+++ 文書の抜粋 +++

あとがき

あとがき




 初めまして、柿原友恵です。


 夢中になるとほかのことに手がつけられなくなることは誰にでもあることだと思います。

 筆者もそういう感じで、『明日は用事があるから早く寝ないといけないのにゲームがやめられない』なんてことは誰にでもあることだと思います。

 これは十代の頃の話ですが、寝る前に本を読み始めたら徹夜してしまい翌日の予定を断ったこともあります。

 少し話が逸れましたが、この夢中になる期間が短いと難なく普段の生活に戻れるんですけれど、そこそこ長く没頭していると戻れなくなることがあります。

 それが今の私です。

 二〇二三年の後ろ三ヶ月をこのお話――『ダンウィッチと魔女の夜』を書き上げるために意識した生活をしてきました。

+++ 記録データ +++

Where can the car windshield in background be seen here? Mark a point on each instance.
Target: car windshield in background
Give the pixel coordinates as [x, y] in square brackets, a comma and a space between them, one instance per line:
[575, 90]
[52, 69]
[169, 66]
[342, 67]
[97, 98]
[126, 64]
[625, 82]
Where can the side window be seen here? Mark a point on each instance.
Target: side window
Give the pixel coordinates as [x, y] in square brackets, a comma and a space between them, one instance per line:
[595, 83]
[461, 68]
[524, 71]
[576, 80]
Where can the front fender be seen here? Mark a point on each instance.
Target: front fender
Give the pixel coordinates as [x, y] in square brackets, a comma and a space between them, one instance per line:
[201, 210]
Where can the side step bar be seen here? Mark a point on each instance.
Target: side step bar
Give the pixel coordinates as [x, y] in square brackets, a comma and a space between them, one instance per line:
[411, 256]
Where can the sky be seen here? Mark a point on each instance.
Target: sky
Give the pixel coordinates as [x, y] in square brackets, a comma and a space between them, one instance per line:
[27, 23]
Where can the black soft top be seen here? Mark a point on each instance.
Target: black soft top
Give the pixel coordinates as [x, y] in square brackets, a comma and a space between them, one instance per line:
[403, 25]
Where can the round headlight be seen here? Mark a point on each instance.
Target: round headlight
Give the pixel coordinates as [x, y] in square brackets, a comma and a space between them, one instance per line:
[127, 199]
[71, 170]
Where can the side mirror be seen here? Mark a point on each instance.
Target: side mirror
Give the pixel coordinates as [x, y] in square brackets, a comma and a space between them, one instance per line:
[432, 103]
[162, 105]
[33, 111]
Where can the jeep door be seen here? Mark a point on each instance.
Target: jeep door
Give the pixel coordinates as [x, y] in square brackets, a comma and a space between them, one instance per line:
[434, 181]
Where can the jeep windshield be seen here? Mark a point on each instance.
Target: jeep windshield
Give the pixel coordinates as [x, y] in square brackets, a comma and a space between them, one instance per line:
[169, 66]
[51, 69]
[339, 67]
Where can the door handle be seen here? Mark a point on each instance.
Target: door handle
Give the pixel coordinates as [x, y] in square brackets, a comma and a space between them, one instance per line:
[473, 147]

+++

課題一覧:
**1.** あとがきのうち、「夢中になるとほかのことに手が」から始まり「戻れなくなることがあります。」で終わる部分を、そのまま書き写せ。
**2.** あとがきで、筆者が書き上げるために意識した生活をしてきたというお話の題名は何か。
**3.** あとがきの続きを、最後の文のあとから書き継げ。

課題別の結果:
**1.**
夢中になるとほかのことに手がつけられなくなることは誰にでもあることだと思います。

 筆者もそういう感じで、『明日は用事があるから早く寝ないといけないのにゲームがやめられない』なんてことは誰にでもあることだと思います。

 これは十代の頃の話ですが、寝る前に本を読み始めたら徹夜してしまい翌日の予定を断ったこともあります。

 少し話が逸れましたが、この夢中になる期間が短いと難なく普段の生活に戻れるんですけれど、そこそこ長く没頭していると戻れなくなることがあります。

**2.** 『ダンウィッチと魔女の夜』

**3.**
 書き終えてからしばらくは気ままに過ごしていたんですけれど、一週間くらい経ってから『あれ? 以前ってこの時間は何をしていたんだっけ?』と前の生活に戻れないことに気づきました。

 別にまあ、好きなように過ごしたらいいんですけれど、なんだか毎日物足りない気持ちのまま就寝し、朝を迎えるというのが続いています。

 このあとがきを書いている今もです。

 鳩原くんもこんな気持ちだったのではないでしょうか。


 というわけで、このお話のテーマは『魔法』です。

 魔法はかなり多岐に渡ります。

 種類を絞るのはもったいないと思ったので、時代は現代にしました。そうすればいろんな『魔法』が受け入れられた時代になるのではないかと。

 魔法が長らく台頭していたので科学の発展が遅れていたり、近年では科学が勢力を伸ばしてきたので魔法は衰退しつつあったりという時代になりました。

 鳩原くんはそういう時代の変化を肌で感じつつ、それでいて自分のできることとできないことの分別がつき始める年頃の少年です。

 きらきらと光るものに手を伸ばしても届かないことに気づいているからこそ、目の前に現れた魔女に惹かれたのだと思います。

 そんなわけで『ダンウィッチと魔女の夜』でした。

 ありがとうございました。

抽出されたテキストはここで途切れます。